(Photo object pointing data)
☆ ☆ ☆ ☆

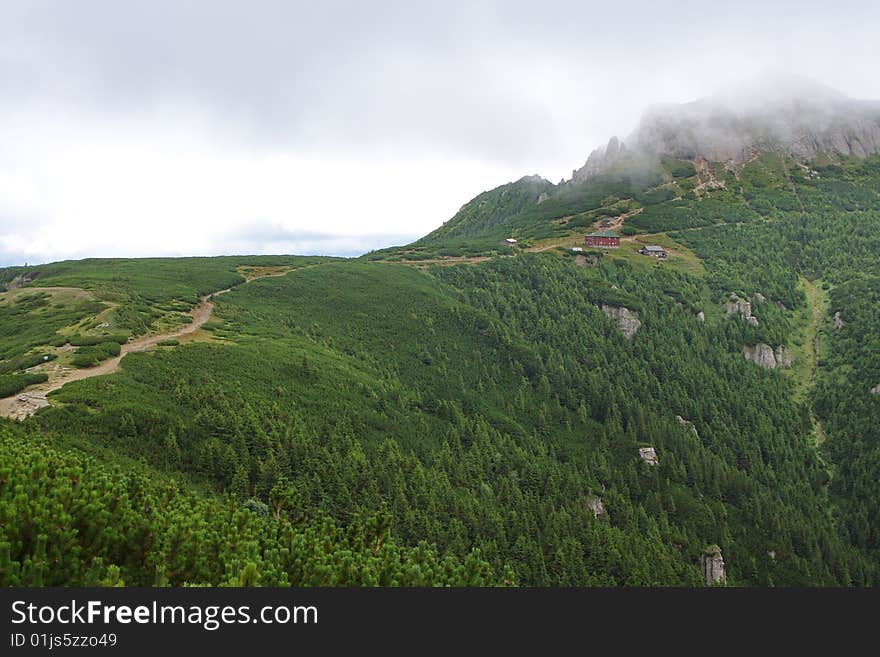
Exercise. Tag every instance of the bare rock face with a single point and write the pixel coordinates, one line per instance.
(600, 160)
(627, 319)
(741, 307)
(594, 504)
(687, 424)
(649, 455)
(765, 356)
(712, 564)
(761, 354)
(783, 358)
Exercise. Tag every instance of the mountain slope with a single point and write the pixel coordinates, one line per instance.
(539, 416)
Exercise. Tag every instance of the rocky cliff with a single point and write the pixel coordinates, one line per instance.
(765, 356)
(627, 319)
(712, 563)
(789, 115)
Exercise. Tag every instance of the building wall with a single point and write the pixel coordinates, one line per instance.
(610, 242)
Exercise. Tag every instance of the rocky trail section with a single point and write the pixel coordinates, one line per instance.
(28, 402)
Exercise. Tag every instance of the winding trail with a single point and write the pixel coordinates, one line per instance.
(818, 307)
(28, 402)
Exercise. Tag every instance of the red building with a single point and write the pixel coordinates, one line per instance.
(604, 240)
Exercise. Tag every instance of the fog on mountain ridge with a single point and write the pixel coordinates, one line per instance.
(791, 114)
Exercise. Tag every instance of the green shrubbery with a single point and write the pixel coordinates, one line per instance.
(11, 384)
(92, 355)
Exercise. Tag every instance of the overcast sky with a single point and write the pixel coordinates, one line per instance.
(174, 127)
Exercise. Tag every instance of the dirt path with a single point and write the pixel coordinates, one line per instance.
(818, 305)
(26, 403)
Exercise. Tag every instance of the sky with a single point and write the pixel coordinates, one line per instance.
(175, 127)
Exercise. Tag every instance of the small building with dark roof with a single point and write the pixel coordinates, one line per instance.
(653, 250)
(605, 239)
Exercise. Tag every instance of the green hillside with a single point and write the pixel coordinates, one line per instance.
(477, 423)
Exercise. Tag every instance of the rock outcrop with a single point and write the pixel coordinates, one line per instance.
(649, 455)
(741, 307)
(765, 356)
(783, 358)
(594, 504)
(627, 319)
(687, 424)
(712, 564)
(600, 160)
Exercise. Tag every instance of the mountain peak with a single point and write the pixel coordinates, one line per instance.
(787, 113)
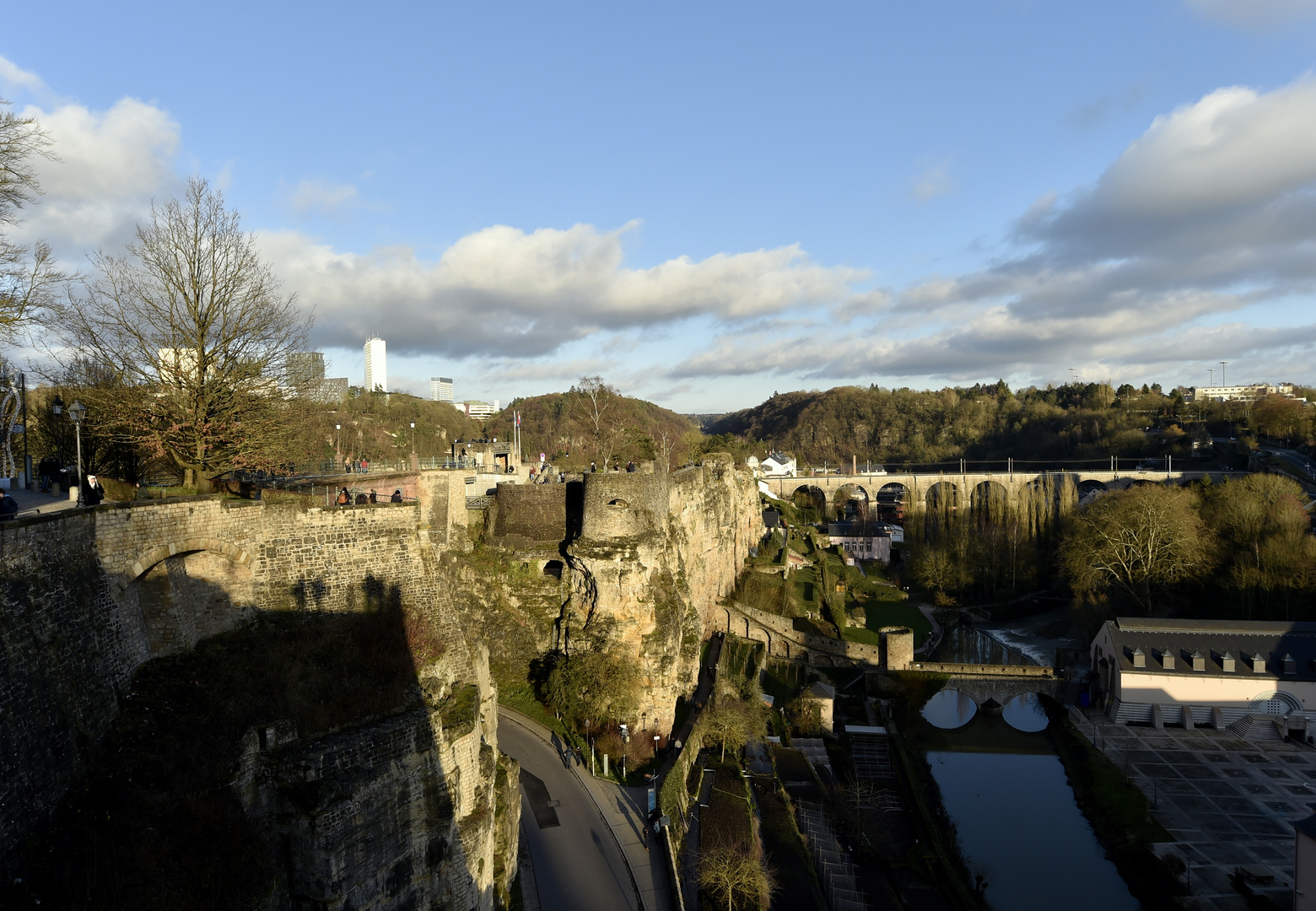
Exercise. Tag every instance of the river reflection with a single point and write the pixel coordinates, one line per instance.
(949, 709)
(1026, 713)
(1020, 828)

☆ ☆ ☆ ☆

▶ Task to complete: Write out all of the data above again, substituting "image coordinates" for "pixel coordinates" and leaving everything else unchanged. Leave the picture lines out of your answer.

▶ Reply:
Exercise. Tag every instance of the bare rock face with a single point and write the image coordinates, one line per instance.
(600, 160)
(627, 319)
(741, 307)
(594, 504)
(687, 424)
(649, 455)
(765, 356)
(712, 564)
(761, 354)
(783, 358)
Exercise. Tag every instance of the mountain slope with a single point and write the image coordinates, one line per instance.
(539, 416)
Exercise. Tag every instance of the rocky cliff with a single point and write the image coordinates, one line per instance.
(765, 356)
(627, 319)
(712, 563)
(789, 115)
Exercise. Tag every instance of the building wall with a single point and write the image coordinates, one line per instance.
(610, 242)
Exercise. Tag every instance of the rocky trail section with a single point and write the image coordinates, one line per instance.
(28, 402)
Exercise. Tag every instance of the winding trail with a single point and write the image coordinates, one line per instance.
(818, 307)
(28, 402)
Exercise. Tag every instance of the red building with a single point and write the image coordinates, one line per instance.
(604, 240)
Exercise. Tag every instance of the fog on mountain ridge with a single point and write the image coordinates, one line per instance.
(791, 114)
Exercise. Tag every instance of the green shrubbery with a single point and write the image coordinates, one line per instance.
(11, 384)
(92, 355)
Exercise. Tag every instance of the overcast sky with a single point and write the image coordinates, one line per instance.
(174, 127)
Exercise. Tag every instance of the dirt path with a single point and write the image coordinates, one line per instance.
(818, 305)
(26, 403)
Exercise. Tag every instance of the sky with a single point and write the image coordinates, one line per instance.
(175, 127)
Exercise. Tag every instance of the small building with dark roof with a single point and write the image coordinates, one line per instance.
(653, 250)
(605, 239)
Exercise. Tag every instance of the green hillside with a single point and write the image coordinates, one line per instance.
(477, 423)
Exercise. Tag every instance of the rock outcrop with a single point and write the image coordinates, one line per instance.
(649, 455)
(741, 307)
(765, 356)
(783, 358)
(594, 504)
(627, 319)
(687, 424)
(712, 564)
(600, 160)
Exercise. Tag every instance of the mountain peak with a single point and write the image coordinates, one line per instance.
(787, 113)
Exercise. Tag every instance of the river reflection with a single point and write the image coordinates, one line per instance.
(949, 709)
(1026, 713)
(1020, 828)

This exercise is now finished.